▸ Задание A
Какая средняя заработная плата в Брянске названа в интервью?
▸ Задание B
Пожалуйста, процитируйте отрывок интервью от слов «- Для меня необычна» до слов «как о людях.» включительно.
▸ Задание C
Продолжите интервью после последней приведённой реплики.

▸ Фрагмент интервью
У меня, например, вызывает симпатию то, что говорит Путин. Я слушаю и думаю: как убедительно. Но потом я узнаю, что ведущие преподаватели ГИТИСа получают по 6-8 тысяч рублей в месяц, врачи высшей категории в институте Вишневского 13 тысяч, а в Брянске средняя заработная плата 1800 рублей в месяц. И я не пойду за него голосовать, потому что все эти люди поставлены в унизительное положение, когда они вынуждены подрабатывать, халтурить, брать взятки. Унизительные зарплаты платят всем в области культуры. Один Табаков умеет как-то по-другому распоряжаться и добывать деньги. Меня возмущает политика правительства, которая сидит на газово-нефтяной трубе и ведет себя так.
Я чувствую только одно – мне не хочется идти 4 марта и голосовать за кого бы то ни было, у меня нет веры за всю свою предыдущую жизнь и те 20 лет, пока у нас пещерный капитализм, будто что-то может измениться.
- Вы подчеркиваете то, что ваш мир - локализован, вы не зависите от политической ситуации, а зависите ли вы как-то от самой страны или можете запросто уехать?
- Может быть, я бы подумал об этом, если бы играл на виолончели как Ростропович или танцевал как Барышников. Но та область искусства, которой я занимаюсь, так тесно связана с русским языком, что никуда мне ехать нельзя. И энергия, и новые впечатления, и даже новые словообразования черпаются здесь. Мой любимый писатель Сергей Довлатов, уехав в Америку, продолжал писать настоящие рассказы, только когда погружался в некие воспоминания о России, а все, что касалось Америки получать какой-то местечковой прозой, совсем на него не похожей. Это была своего рода деградация. Поэтому никуда я не поеду.
В последнее время мне гораздо приятнее, когда меня хвалят за прозу, нежели любую театральную или кино работу. «Ах, как вы сыграли!» - «Ну, сыграл...»
- Для меня необычна ваша отрешенность от театра. Я не очень хорошо представляю всю эту кухню, но зачастую актеры говорят, что проживают свои роли, они отзываются о тех персонажах, что они воплотили, как о людях.

(Описания областей на естественном языке)
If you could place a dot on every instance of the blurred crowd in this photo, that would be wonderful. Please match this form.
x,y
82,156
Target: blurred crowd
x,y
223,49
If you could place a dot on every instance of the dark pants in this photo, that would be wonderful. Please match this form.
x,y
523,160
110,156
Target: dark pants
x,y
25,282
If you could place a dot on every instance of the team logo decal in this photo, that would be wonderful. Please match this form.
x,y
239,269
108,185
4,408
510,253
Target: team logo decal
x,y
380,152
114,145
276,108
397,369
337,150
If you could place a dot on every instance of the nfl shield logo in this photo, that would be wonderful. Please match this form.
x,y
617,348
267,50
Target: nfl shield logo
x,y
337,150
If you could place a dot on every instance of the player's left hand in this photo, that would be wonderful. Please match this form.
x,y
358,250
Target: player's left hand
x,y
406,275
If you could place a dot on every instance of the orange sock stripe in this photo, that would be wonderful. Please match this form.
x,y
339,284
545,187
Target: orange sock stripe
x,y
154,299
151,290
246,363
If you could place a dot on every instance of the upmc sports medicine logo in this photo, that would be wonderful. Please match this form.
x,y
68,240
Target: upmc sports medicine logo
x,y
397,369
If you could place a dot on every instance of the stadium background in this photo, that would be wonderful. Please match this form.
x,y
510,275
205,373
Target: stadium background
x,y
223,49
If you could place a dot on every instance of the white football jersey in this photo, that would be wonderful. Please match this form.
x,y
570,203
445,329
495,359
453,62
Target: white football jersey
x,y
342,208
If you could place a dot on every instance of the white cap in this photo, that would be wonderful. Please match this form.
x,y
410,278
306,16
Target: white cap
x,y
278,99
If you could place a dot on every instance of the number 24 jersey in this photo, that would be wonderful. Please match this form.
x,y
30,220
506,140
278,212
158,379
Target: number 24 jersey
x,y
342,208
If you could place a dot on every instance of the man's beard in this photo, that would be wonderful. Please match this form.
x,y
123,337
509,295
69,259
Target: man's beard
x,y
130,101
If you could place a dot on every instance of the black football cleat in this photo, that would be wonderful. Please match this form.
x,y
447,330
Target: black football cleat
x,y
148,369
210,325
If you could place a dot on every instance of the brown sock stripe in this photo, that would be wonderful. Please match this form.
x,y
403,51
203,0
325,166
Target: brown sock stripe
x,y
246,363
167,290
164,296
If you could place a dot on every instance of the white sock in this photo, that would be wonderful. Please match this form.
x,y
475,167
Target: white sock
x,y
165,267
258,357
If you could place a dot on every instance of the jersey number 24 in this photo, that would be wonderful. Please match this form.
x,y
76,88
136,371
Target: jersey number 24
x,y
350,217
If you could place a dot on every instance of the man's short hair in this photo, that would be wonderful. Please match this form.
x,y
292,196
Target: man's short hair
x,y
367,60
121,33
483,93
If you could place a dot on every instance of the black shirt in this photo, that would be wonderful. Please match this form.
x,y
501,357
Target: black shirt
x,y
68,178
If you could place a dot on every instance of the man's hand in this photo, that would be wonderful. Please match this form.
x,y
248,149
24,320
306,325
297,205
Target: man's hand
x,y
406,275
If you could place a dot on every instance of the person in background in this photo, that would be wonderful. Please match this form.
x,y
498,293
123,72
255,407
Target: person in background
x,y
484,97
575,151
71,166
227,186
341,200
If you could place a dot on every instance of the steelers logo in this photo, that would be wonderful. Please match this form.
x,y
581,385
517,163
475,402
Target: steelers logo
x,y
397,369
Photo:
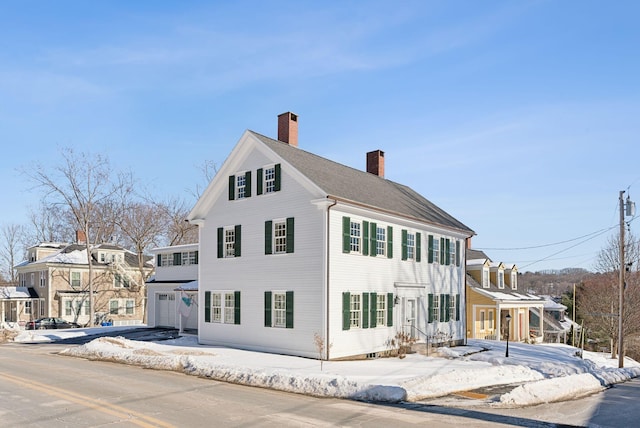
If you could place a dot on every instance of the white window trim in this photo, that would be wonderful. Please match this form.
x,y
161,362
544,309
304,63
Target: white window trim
x,y
269,184
355,237
279,243
279,314
355,310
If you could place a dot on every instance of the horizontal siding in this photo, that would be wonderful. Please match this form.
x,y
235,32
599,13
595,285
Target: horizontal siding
x,y
357,273
253,272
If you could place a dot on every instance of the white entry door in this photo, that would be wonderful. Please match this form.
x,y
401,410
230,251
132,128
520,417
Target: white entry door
x,y
166,309
410,317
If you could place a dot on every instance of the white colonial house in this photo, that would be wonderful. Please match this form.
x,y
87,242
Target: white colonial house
x,y
175,279
295,248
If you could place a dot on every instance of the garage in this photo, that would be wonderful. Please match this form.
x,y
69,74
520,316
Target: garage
x,y
165,309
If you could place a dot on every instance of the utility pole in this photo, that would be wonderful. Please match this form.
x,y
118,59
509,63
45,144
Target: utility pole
x,y
630,211
621,285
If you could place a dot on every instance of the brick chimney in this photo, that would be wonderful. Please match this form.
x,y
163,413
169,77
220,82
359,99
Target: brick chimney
x,y
81,237
288,128
375,163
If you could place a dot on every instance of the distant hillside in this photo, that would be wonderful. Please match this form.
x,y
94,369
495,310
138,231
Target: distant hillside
x,y
551,282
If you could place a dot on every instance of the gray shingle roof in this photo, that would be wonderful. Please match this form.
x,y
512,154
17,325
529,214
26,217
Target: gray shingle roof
x,y
348,183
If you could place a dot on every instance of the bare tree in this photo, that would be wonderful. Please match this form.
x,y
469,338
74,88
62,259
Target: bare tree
x,y
140,226
177,230
49,225
11,250
82,183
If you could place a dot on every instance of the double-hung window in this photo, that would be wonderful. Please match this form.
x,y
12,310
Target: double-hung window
x,y
229,242
381,241
356,236
229,308
500,279
279,236
381,310
75,279
240,185
355,311
434,307
222,307
278,309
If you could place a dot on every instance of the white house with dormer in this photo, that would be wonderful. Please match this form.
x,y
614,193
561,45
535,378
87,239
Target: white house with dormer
x,y
295,247
175,279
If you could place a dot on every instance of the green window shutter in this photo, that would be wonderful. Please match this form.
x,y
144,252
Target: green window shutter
x,y
373,240
290,234
236,307
447,310
289,309
430,250
278,179
429,309
404,244
447,251
232,187
365,310
259,181
207,306
268,231
247,186
373,308
365,238
267,308
237,246
346,234
220,242
346,310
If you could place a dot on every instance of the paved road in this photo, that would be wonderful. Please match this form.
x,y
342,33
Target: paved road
x,y
39,388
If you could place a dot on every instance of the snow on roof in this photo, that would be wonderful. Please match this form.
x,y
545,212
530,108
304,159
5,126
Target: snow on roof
x,y
189,286
174,248
76,257
14,293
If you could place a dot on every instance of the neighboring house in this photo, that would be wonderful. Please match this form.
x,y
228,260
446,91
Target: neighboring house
x,y
303,256
176,278
556,326
18,304
59,274
492,294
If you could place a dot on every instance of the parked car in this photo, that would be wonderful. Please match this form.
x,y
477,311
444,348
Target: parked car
x,y
50,323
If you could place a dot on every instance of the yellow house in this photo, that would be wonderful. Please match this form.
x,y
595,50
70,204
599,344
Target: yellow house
x,y
493,296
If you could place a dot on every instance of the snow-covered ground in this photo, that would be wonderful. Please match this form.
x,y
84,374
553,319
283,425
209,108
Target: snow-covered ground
x,y
544,373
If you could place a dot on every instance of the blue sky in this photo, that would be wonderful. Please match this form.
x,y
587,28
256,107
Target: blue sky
x,y
520,118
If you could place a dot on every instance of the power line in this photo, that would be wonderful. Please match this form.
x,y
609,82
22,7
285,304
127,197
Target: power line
x,y
597,233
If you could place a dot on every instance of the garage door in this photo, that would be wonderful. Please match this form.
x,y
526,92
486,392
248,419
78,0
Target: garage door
x,y
166,309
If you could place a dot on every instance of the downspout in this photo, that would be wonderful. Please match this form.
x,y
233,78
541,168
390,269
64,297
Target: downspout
x,y
328,256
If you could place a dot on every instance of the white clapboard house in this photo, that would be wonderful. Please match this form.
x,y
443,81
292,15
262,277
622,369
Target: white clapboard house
x,y
303,256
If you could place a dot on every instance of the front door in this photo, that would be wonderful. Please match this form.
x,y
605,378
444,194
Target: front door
x,y
410,317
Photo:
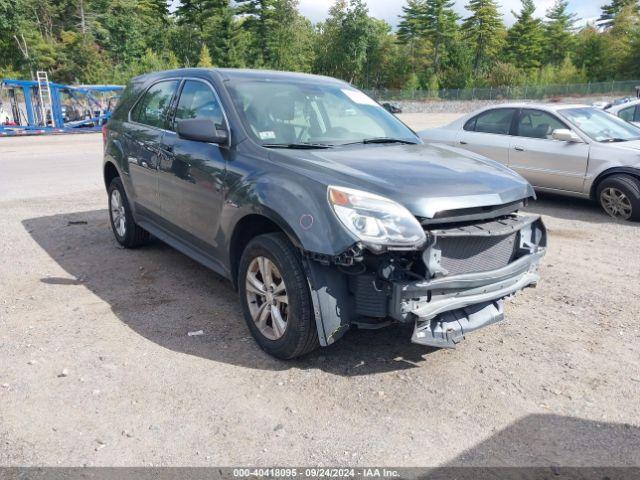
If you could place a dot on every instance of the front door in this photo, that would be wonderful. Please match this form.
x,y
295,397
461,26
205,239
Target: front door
x,y
543,161
488,134
192,173
142,139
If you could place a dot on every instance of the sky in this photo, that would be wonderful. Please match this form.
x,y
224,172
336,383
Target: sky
x,y
316,10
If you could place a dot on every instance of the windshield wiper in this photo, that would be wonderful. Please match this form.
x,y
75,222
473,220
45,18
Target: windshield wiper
x,y
612,140
382,140
300,146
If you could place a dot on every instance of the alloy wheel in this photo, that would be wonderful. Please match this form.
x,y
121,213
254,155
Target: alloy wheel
x,y
118,215
616,203
267,298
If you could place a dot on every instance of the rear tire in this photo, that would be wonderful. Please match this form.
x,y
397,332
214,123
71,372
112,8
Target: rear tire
x,y
125,229
619,197
274,293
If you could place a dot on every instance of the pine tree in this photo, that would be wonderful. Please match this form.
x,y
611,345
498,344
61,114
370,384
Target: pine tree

▸ Ответ A
1800 рублей в месяц.

▸ Ответ B
- Для меня необычна ваша отрешенность от театра. Я не очень хорошо представляю всю эту кухню, но зачастую актеры говорят, что проживают свои роли, они отзываются о тех персонажах, что они воплотили, как о людях.

▸ Ответ C
- По-моему это нездорово - всегда надо смотреть слегка со стороны. Если ты внедряешься полностью в роль, пропускаешь ее через себя и живешь чужую жизнь – это, извините, абсолютная шизофрения. Именно по этой причине официальная церковь предпочитала хоронить лицедеев за оградой кладбища. Вообще взгляд на себя чуть-чуть со стороны, на себя, исполняющего ту или иную роль, авторский, он определяет степень ума человека. Среди артистов очень много невежд и дураков, которые абсолютно всецело, слепо доверяются режиссеру и никогда не думают: а вдруг режиссер – пошляк и недостойный человек, которого и слушать не следует.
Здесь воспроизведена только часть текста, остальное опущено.